Work to be completed - Rewrite the items below from the start through the line containing "(1160, 463)", swapping each "Tag" for "Mark" and leaving everything else unchanged.
══ Extracted information
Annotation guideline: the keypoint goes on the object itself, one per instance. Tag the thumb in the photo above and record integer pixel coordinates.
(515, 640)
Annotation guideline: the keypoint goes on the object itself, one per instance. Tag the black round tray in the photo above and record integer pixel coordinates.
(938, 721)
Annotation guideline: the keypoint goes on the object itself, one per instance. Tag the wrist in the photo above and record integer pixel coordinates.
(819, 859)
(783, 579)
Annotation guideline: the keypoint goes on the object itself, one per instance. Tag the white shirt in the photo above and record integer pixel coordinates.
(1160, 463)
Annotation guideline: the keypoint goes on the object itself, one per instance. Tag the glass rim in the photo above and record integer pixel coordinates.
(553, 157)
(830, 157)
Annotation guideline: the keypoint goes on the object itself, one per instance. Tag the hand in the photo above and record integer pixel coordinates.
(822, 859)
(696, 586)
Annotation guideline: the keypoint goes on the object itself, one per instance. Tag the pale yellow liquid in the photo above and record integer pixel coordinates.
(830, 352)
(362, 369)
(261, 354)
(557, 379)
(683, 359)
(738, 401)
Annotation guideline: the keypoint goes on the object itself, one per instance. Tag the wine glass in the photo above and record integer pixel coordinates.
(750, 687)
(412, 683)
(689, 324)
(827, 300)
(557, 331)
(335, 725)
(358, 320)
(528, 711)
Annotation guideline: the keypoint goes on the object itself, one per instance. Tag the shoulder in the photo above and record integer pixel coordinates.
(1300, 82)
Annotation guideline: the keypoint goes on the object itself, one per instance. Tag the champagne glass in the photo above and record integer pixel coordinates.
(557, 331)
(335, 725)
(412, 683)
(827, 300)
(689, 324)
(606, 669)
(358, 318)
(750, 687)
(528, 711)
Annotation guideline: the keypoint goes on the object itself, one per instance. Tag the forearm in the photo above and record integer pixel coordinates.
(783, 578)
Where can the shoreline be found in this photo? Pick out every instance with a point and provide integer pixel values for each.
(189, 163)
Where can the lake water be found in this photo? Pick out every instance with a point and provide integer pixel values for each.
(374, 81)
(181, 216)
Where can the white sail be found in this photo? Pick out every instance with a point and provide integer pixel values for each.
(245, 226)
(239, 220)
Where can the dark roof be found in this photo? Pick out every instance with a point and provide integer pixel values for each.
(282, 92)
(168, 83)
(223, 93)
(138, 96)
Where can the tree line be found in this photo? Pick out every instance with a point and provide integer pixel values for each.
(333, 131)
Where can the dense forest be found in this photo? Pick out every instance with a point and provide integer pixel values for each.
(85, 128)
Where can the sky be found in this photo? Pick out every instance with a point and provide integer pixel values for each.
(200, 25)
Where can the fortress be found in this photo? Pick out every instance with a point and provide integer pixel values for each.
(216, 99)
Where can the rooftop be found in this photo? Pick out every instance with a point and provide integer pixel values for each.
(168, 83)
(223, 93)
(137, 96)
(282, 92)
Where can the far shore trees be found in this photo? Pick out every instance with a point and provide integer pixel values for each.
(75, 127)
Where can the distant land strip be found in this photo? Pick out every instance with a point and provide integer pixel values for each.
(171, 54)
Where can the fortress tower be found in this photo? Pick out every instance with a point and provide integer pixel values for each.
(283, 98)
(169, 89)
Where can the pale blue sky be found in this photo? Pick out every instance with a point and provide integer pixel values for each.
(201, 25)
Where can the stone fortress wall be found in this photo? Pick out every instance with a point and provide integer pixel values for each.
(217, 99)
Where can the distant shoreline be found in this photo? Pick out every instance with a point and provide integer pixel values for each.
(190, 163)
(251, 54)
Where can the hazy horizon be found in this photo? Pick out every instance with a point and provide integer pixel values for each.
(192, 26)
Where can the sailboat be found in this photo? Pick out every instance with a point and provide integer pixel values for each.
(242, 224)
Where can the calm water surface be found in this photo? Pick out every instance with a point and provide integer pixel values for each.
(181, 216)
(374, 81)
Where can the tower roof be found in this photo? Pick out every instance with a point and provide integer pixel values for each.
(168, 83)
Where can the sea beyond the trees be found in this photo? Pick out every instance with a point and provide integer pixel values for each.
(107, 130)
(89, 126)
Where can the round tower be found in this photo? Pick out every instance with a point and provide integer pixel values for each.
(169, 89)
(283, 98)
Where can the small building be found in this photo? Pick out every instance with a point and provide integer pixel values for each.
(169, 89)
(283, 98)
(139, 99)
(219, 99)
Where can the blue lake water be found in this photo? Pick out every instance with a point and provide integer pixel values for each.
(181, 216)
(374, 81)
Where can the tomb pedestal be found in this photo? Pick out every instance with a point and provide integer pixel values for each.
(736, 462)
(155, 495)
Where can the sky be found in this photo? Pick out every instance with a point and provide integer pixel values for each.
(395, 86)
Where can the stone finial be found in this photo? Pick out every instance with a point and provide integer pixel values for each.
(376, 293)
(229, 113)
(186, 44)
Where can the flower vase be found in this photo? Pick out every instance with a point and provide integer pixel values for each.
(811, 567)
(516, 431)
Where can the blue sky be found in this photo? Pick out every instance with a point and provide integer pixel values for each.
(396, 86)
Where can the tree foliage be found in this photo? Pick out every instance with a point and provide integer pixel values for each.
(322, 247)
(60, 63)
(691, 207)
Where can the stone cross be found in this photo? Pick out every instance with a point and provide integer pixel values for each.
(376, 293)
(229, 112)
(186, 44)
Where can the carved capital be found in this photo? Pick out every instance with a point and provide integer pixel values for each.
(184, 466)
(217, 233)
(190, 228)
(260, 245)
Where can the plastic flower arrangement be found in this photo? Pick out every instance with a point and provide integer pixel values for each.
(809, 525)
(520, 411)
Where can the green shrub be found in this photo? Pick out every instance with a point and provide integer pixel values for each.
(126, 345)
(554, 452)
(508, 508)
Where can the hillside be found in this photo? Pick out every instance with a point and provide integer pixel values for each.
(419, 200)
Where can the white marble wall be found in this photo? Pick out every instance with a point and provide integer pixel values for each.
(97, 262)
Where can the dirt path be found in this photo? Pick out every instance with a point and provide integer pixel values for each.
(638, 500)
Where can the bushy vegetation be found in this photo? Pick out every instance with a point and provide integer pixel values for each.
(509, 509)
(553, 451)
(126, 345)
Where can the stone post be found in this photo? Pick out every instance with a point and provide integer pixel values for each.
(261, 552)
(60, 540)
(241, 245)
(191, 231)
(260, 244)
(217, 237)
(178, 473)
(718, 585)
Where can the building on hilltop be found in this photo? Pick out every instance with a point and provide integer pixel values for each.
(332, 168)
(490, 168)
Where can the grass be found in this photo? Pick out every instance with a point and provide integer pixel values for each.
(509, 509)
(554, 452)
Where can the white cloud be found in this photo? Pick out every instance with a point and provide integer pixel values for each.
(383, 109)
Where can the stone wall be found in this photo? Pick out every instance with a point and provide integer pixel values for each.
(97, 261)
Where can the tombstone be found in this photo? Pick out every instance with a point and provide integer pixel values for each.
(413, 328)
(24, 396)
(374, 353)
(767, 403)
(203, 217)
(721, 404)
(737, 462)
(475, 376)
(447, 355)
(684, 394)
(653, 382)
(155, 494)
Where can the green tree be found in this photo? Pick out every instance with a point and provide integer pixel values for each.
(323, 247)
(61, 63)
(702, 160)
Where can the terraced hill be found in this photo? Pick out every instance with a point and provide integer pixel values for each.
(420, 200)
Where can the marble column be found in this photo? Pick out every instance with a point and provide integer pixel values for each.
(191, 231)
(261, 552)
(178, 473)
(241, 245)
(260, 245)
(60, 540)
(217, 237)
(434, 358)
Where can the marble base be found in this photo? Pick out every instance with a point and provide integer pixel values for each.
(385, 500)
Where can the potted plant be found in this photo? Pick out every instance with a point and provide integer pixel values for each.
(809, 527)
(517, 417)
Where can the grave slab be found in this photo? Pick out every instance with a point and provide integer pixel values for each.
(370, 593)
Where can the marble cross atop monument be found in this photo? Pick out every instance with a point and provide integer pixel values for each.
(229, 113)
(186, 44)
════
Answer to the problem -
Annotation guideline: the keypoint goes on the object itself, one per instance. Mark the thumb in the photo above and record integer pixel coordinates.
(515, 640)
Annotation guideline: the keypoint goes on the object itself, one per instance. Mark the black round tray in the photo above and record integer pixel coordinates.
(938, 721)
Annotation guideline: the keypoint goes on the object itself, one per instance. Mark the wrist in the photo above and record integer pixel coordinates.
(819, 859)
(783, 579)
Annotation guideline: the keypoint goes on the object itself, one per instance. Mark the white shirt in the photo above and record integer pixel coordinates.
(1160, 463)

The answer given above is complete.